▸ Stored records:
+++++

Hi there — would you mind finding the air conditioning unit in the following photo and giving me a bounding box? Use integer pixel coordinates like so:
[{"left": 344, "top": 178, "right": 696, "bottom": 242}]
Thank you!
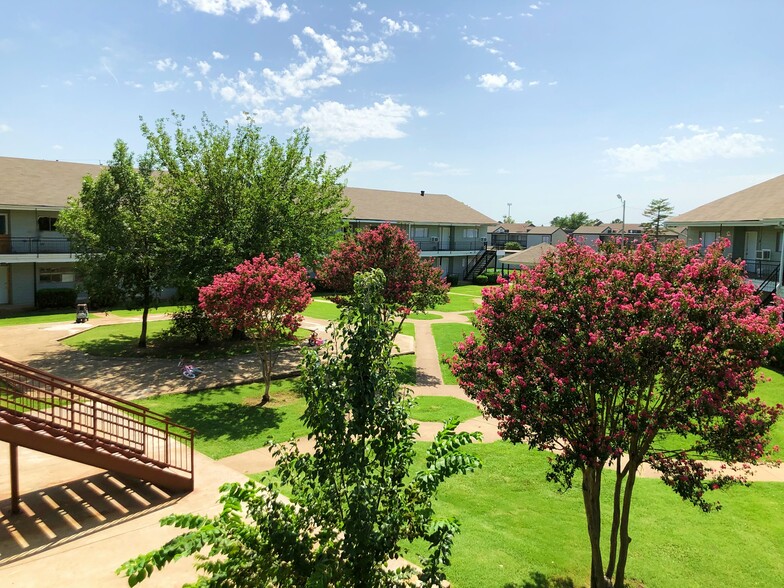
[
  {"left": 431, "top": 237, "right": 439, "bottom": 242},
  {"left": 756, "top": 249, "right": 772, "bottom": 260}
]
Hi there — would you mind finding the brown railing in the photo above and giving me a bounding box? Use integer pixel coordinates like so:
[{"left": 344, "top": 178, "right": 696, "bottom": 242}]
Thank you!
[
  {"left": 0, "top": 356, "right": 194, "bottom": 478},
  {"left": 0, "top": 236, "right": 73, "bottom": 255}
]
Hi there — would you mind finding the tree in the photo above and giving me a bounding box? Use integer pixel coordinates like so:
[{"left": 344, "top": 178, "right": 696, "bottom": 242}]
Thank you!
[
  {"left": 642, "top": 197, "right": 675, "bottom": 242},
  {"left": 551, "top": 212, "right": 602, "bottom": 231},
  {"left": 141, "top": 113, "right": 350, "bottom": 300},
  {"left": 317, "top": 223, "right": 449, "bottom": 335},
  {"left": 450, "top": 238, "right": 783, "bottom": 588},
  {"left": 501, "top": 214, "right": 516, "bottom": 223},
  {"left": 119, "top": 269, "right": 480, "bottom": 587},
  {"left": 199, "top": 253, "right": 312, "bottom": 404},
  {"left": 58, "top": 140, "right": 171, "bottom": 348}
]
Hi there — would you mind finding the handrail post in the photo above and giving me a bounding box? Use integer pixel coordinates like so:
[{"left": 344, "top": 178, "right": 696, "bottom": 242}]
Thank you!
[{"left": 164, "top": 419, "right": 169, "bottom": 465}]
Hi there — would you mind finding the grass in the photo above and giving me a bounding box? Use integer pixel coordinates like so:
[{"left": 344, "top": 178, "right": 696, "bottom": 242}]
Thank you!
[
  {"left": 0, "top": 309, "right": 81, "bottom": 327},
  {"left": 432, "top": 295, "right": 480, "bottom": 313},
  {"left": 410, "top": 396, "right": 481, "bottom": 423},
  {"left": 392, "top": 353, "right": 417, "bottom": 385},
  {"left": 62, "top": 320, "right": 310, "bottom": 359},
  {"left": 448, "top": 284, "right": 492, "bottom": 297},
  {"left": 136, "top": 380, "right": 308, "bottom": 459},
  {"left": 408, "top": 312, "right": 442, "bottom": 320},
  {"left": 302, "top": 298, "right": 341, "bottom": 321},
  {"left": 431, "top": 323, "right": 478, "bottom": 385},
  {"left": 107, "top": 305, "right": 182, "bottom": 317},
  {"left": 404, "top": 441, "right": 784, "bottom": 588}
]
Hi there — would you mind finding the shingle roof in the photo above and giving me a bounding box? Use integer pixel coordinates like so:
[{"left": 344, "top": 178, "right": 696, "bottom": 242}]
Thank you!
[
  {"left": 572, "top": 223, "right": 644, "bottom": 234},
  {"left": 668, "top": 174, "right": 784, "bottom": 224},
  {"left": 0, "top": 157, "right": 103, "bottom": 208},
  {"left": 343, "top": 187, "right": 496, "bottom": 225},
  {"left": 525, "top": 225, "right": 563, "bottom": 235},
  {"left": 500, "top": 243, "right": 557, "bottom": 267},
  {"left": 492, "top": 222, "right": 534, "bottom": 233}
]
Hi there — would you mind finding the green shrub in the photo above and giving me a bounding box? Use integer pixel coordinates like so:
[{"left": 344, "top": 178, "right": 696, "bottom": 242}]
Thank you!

+++++

▸ Your objective: Search the data for "would". Copy every line that has it.

▸ Solved problem:
Hi there — would you mind finding the air conditioning unit in the following photo and giving me a bounding box? Use integer pixel coordinates like so:
Hi there — would you mind finding the brown railing in the photo above and giving me a bounding box? Use integer pixel coordinates like so:
Hi there — would you mind finding the tree in the photo above and giving me a bounding box? Use integer pixel coordinates like so:
Hi there — would you mind finding the handrail post in the photo above and giving me a bounding box? Use integer pixel coordinates like so:
Hi there — would you mind finding the grass in the photo above and giving me a bounding box? Use integer pixel coordinates like so:
Hi there — would you mind finding the shingle roof in the photo above and giving me a bounding box? Use integer pixel coordinates like so:
Hi there — would you mind finding the green shrub in the photo above and giving me a bounding box? Use integer pixel coordinates like so:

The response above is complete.